### Extract provided

Extreme Food Insecurity Is About to Spike in 23 Hotspots Around The World, UN Warns
Over 20 ‘hunger hotspots’ around the world are expected to encounter an increase in severe food insecurity over the next four months, according to a new report from the United Nations (UN).
Two UN bodies – the Food and Agriculture Organization (FAO) and World Food Programme (WFP) – published the advice last week, warning these hotspots will face crippling food shortages from now until November amidst dire obstructions to food assistance measures.
“Families that rely on humanitarian assistance to survive are hanging by a thread,” says WFP Executive Director David Beasley.
“When we cannot reach them, that thread is cut, and the consequences are nothing short of catastrophic.”
Global food insecurity has dramatically increased in recent years, with another UN report published earlier this year finding that 155 million people were experiencing crisis-level food shortages in 2020 (an increase of 20 million from 2019).
The new forecast – which warns over 41 million people worldwide are now at risk of falling into famine or famine-like conditions – lists 23 hunger hotspots, with Ethiopia and Madagascar representing new highest-alert cases.
“The vast majority of those on the verge are farmers,” says FAO Director-General QU Dongyu.
“So far, support to agriculture as key means of preventing widespread famine remains largely overlooked by donors. Without such support to agriculture, humanitarian needs will keep skyrocketing.”
The situation in Ethiopia is worsened by armed conflict in the Tigray region that began last year, while Madagascar is currently experiencing its worst drought in 40 years, threatening tens of thousands of people with famine conditions this year.
South Sudan, Yemen, and Nigeria are also considered particularly high-level alerts.

######
### Entries provided

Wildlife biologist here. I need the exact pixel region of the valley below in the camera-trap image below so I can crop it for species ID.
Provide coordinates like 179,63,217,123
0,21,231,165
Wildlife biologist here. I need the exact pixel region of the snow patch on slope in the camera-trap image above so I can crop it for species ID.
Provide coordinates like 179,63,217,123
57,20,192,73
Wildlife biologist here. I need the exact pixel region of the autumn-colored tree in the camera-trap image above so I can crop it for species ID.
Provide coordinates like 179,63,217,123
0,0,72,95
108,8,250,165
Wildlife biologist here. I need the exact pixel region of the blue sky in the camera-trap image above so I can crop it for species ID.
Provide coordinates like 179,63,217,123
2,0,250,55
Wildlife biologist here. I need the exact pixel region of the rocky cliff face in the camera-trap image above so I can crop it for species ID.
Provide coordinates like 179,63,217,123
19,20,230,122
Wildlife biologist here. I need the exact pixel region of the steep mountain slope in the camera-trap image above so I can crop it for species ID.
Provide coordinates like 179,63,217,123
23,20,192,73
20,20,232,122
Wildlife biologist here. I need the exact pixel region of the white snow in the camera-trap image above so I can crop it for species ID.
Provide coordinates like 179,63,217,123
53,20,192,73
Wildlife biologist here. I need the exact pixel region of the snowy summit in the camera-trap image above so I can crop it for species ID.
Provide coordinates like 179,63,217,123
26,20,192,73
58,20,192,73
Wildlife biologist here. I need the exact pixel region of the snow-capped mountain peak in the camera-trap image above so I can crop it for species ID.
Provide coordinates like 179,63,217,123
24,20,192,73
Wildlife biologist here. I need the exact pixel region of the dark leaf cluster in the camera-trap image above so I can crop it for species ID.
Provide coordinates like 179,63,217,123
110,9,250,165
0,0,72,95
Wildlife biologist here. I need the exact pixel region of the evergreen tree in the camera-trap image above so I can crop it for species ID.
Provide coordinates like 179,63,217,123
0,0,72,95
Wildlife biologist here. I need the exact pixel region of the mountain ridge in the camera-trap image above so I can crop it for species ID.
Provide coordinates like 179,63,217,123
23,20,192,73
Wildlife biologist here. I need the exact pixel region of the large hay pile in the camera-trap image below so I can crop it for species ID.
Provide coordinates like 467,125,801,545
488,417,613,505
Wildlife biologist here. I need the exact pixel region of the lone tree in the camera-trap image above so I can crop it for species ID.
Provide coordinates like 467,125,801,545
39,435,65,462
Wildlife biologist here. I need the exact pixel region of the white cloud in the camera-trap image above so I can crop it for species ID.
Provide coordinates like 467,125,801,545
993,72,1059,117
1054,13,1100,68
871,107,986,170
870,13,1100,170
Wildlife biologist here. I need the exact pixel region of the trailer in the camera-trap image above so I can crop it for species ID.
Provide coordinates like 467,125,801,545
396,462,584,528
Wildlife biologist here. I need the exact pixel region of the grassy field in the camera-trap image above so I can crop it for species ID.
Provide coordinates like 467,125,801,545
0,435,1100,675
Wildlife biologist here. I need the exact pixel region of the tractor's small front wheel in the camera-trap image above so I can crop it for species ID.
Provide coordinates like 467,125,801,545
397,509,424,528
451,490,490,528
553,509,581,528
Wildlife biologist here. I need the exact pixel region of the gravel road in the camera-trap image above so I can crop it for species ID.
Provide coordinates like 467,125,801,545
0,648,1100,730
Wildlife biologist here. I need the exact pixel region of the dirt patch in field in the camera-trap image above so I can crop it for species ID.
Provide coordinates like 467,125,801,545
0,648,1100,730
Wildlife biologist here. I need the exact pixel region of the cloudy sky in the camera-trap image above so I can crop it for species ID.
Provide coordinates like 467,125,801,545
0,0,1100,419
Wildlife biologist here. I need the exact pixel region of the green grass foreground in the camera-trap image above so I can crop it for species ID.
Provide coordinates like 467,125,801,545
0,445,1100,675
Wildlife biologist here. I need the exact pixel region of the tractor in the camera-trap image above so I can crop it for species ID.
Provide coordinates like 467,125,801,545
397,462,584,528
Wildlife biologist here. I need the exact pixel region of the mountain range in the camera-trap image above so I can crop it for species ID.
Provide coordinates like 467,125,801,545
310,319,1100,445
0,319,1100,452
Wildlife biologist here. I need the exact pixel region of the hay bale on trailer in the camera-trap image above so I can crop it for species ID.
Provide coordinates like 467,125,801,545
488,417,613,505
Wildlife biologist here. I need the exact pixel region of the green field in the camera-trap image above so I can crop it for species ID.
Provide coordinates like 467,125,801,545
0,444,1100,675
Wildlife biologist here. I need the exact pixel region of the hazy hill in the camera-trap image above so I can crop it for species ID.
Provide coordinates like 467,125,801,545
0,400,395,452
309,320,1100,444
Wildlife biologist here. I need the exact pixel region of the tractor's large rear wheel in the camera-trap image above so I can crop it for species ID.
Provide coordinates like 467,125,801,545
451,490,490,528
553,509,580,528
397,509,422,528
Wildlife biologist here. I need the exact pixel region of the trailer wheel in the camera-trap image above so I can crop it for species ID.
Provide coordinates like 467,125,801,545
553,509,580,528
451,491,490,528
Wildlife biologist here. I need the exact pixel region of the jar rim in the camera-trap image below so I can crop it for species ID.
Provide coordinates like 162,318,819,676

######

Complete the following:
(a) In the hunger hotspots article, which two countries are named as new highest-alert cases?
(b) Shorten the paragraph in the hunger hotspots article that begins "The situation in Ethiopia" into a two-item list, keeping its main facts.
(c) Continue the hunger hotspots article from its final sentence.
The material after the hunger hotspots article stands apart from it.

Written responses:
(a) Ethiopia and Madagascar.

(b)
- Ethiopia: armed conflict in the Tigray region, which began last year, is making the situation worse.
- Madagascar: its worst drought in 40 years threatens tens of thousands of people with famine conditions this year.

(c)
Other hotspots in the list include Afghanistan, Angola, Central Africa Republic, Central Sahel, Chad, Colombia, Democratic Republic of the Congo, El Salvador together with Honduras, Guatemala, Haiti, Kenya, Lebanon, Mozambique, Myanmar, Sierra Leone together with Liberia, Somalia, and Syrian Arab Republic.
While the nature of the food crisis in each country is different, UN researchers say the most common drivers of acute hunger issues are conflict, economic shocks (including those stemming from the COVID-19 pandemic), and natural hazard risks.
Because of the ongoing nature of these problems, vulnerable countries to food insecurity receive a variety of food assistance programs, but the UN says this life-saving aid frequently risks being cut off by armed conflict, blockades, and bureaucratic obstacles.
It’s imperative that targeted humanitarian action counters the threat of these vital services being taken away, or situations involving hundreds of thousands of people can spiral from crises, to emergencies, to outright famines.
“Humanitarian access isn’t some abstract concept,” Beasley says.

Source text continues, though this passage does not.